═════ Information supplied ═════
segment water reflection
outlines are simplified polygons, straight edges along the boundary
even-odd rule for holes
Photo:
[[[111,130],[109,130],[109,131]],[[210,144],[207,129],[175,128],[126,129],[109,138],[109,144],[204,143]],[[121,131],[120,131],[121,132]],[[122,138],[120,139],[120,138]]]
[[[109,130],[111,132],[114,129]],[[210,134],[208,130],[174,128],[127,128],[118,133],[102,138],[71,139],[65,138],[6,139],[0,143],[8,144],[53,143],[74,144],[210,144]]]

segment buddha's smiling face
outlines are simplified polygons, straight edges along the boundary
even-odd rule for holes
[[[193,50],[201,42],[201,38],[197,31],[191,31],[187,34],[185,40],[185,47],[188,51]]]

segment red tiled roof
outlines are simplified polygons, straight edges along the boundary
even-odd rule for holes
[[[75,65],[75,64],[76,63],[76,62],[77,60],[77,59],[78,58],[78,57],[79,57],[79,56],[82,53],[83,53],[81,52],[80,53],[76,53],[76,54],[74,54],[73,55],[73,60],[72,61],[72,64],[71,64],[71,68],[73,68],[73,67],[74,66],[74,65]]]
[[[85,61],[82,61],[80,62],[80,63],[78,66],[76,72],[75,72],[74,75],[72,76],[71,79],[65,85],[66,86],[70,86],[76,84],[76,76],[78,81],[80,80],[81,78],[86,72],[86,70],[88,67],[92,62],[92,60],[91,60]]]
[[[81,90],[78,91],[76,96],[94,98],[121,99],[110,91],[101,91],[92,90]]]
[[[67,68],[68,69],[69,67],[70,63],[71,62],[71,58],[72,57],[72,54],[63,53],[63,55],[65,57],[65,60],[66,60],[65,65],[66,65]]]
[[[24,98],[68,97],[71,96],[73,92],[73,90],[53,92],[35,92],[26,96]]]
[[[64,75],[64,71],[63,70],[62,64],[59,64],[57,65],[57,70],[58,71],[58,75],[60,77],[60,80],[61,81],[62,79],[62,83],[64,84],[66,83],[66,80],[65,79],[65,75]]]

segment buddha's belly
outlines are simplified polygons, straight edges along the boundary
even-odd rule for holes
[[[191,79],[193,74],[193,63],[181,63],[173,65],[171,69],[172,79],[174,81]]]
═════
Prompt: Copy all of the lines above exactly as they stand, without changing anything.

Task response:
segment water reflection
outlines are simplified polygons, straight edges along the boundary
even-odd rule for holes
Photo:
[[[111,130],[109,130],[109,131]],[[210,144],[207,129],[175,128],[126,129],[109,138],[109,144],[204,143]],[[121,131],[120,131],[121,132]],[[122,138],[120,139],[120,138]]]
[[[109,130],[111,132],[114,129]],[[210,134],[208,130],[174,128],[127,128],[118,133],[102,138],[71,139],[65,138],[6,139],[0,143],[8,144],[53,143],[74,144],[210,144]]]

segment buddha's smiling face
outlines are simplified polygons, straight edges along the boundary
even-odd rule for holes
[[[193,50],[201,42],[201,38],[197,31],[191,31],[187,34],[185,40],[185,47],[188,51]]]

segment red tiled roof
outlines are simplified polygons, straight edges along the boundary
even-odd rule for holes
[[[75,65],[75,64],[76,63],[76,62],[77,60],[77,59],[78,58],[78,57],[79,57],[79,56],[82,53],[83,53],[81,52],[80,53],[76,53],[76,54],[74,54],[73,55],[73,60],[72,61],[72,64],[71,64],[71,68],[73,68],[73,67],[74,66],[74,65]]]
[[[85,61],[82,61],[80,62],[80,63],[78,66],[76,72],[75,72],[74,75],[72,76],[71,79],[65,85],[66,86],[70,86],[76,84],[76,76],[78,81],[80,80],[81,78],[86,72],[86,70],[88,67],[92,62],[92,60],[91,60]]]
[[[81,90],[78,91],[76,96],[94,98],[121,99],[110,91],[101,91],[92,90]]]
[[[67,68],[68,69],[69,67],[70,63],[71,62],[71,58],[72,57],[72,54],[63,53],[63,55],[65,57],[65,60],[66,60],[65,65],[66,65]]]
[[[24,98],[68,97],[71,96],[73,92],[73,90],[53,92],[35,92],[26,96]]]
[[[64,75],[64,71],[63,70],[62,64],[59,64],[57,65],[57,70],[58,71],[58,75],[60,77],[60,80],[61,81],[62,79],[62,83],[64,84],[66,83],[66,80],[65,79],[65,75]]]

segment buddha's belly
outlines are simplified polygons, straight edges along the boundary
even-odd rule for holes
[[[191,79],[193,74],[193,63],[181,63],[173,65],[171,69],[172,79],[174,81]]]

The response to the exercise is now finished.